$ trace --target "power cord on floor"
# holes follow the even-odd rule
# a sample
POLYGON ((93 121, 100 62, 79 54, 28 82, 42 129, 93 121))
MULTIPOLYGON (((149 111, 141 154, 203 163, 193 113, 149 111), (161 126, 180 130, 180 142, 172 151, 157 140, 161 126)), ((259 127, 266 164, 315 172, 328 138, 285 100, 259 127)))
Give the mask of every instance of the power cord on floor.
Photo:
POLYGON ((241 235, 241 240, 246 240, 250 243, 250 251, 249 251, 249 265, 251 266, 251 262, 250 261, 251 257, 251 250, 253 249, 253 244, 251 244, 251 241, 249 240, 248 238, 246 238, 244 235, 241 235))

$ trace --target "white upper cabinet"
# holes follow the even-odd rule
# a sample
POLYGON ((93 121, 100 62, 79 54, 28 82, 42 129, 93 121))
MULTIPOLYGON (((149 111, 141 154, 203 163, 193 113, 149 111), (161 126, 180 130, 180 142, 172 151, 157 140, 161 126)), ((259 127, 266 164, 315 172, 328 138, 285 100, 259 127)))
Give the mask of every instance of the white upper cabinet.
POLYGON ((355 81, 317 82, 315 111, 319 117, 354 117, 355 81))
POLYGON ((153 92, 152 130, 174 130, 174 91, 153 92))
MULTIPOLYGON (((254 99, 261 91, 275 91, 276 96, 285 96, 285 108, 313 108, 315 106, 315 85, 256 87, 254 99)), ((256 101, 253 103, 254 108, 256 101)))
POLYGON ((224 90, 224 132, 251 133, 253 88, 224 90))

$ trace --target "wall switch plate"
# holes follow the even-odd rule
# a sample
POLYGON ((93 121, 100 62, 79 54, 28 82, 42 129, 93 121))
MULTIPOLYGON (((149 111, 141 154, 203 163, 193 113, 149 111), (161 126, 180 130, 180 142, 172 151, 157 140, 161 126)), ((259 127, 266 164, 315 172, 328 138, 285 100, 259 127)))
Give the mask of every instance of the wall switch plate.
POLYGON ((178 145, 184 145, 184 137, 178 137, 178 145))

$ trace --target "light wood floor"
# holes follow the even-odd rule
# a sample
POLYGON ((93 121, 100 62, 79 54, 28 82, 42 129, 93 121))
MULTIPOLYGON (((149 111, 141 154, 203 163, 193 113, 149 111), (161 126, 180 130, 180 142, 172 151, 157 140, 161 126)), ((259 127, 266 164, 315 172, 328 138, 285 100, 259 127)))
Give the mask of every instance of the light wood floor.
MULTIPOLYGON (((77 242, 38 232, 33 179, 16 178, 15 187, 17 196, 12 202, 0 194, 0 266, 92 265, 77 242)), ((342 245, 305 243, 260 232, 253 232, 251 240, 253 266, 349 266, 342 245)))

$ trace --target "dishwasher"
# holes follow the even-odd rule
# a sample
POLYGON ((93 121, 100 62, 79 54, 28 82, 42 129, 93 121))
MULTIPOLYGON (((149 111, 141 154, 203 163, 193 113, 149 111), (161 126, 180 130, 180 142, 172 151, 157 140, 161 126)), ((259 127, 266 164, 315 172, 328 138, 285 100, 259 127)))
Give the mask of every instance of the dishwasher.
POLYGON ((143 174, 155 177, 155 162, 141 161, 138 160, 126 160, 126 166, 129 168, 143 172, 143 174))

——————

■ EXERCISE PROMPT: Please convert all the rows above into a JSON list of strings, one string per line, with blank lines left out.

■ EXERCISE OUTPUT:
[
  "$ trace --target \"power cord on floor\"",
  "# holes follow the even-odd rule",
  "# a sample",
  "POLYGON ((93 121, 100 62, 79 54, 28 82, 42 129, 93 121))",
  "MULTIPOLYGON (((149 111, 141 154, 203 163, 193 113, 149 111), (161 126, 180 130, 180 142, 172 151, 157 140, 161 126)), ((259 127, 266 164, 315 172, 328 138, 285 100, 259 127)))",
  "Give the mask of every instance of the power cord on floor.",
  "Photo:",
  "POLYGON ((241 235, 241 240, 246 240, 250 243, 250 251, 249 251, 249 265, 251 266, 251 262, 250 261, 251 257, 251 250, 253 249, 253 244, 251 244, 251 241, 249 240, 248 238, 246 238, 244 235, 241 235))",
  "$ trace --target \"white upper cabinet\"",
  "# holes follow the even-odd rule",
  "# a sample",
  "POLYGON ((93 121, 100 62, 79 54, 28 82, 42 129, 93 121))",
  "MULTIPOLYGON (((149 111, 141 154, 203 163, 193 113, 149 111), (161 126, 180 130, 180 142, 172 151, 157 140, 161 126)), ((259 127, 266 164, 315 172, 328 138, 285 100, 259 127)))",
  "Give the mask of every instance of the white upper cabinet.",
  "POLYGON ((355 81, 317 82, 315 111, 319 117, 354 117, 355 81))",
  "POLYGON ((153 92, 152 130, 174 130, 174 91, 153 92))",
  "MULTIPOLYGON (((254 99, 261 91, 275 91, 276 96, 285 96, 285 108, 313 108, 315 106, 315 85, 256 87, 254 99)), ((256 101, 253 103, 254 108, 256 101)))",
  "POLYGON ((224 90, 224 132, 251 133, 253 88, 224 90))",
  "$ trace --target \"wall switch plate\"",
  "# holes follow the even-odd rule",
  "# a sample",
  "POLYGON ((93 121, 100 62, 79 54, 28 82, 42 129, 93 121))",
  "MULTIPOLYGON (((149 111, 141 154, 203 163, 193 113, 149 111), (161 126, 180 130, 180 142, 172 151, 157 140, 161 126)), ((259 127, 266 164, 315 172, 328 138, 285 100, 259 127)))",
  "Give the mask of every instance of the wall switch plate.",
  "POLYGON ((178 145, 184 145, 184 137, 178 137, 178 145))",
  "$ trace --target \"light wood floor\"",
  "# holes follow the even-odd rule",
  "# a sample",
  "POLYGON ((93 121, 100 62, 79 54, 28 82, 42 129, 93 121))",
  "MULTIPOLYGON (((149 111, 141 154, 203 163, 193 113, 149 111), (161 126, 180 130, 180 142, 172 151, 157 140, 161 126)), ((259 127, 266 164, 315 172, 328 138, 285 100, 259 127)))",
  "Give the mask of every instance of the light wood floor.",
  "MULTIPOLYGON (((77 242, 38 232, 33 179, 16 178, 15 187, 17 196, 12 202, 0 194, 0 266, 92 265, 77 242)), ((342 245, 305 243, 260 232, 253 232, 251 240, 253 266, 349 266, 342 245)))",
  "$ trace --target \"dishwasher\"",
  "# holes follow the even-odd rule",
  "# a sample",
  "POLYGON ((93 121, 100 62, 79 54, 28 82, 42 129, 93 121))",
  "MULTIPOLYGON (((149 111, 141 154, 203 163, 193 113, 149 111), (161 126, 180 130, 180 142, 172 151, 157 140, 161 126)), ((259 127, 266 164, 315 172, 328 138, 285 100, 259 127)))",
  "Give the mask of every instance of the dishwasher.",
  "POLYGON ((143 174, 155 177, 155 162, 141 161, 138 160, 126 160, 126 166, 129 168, 143 172, 143 174))"
]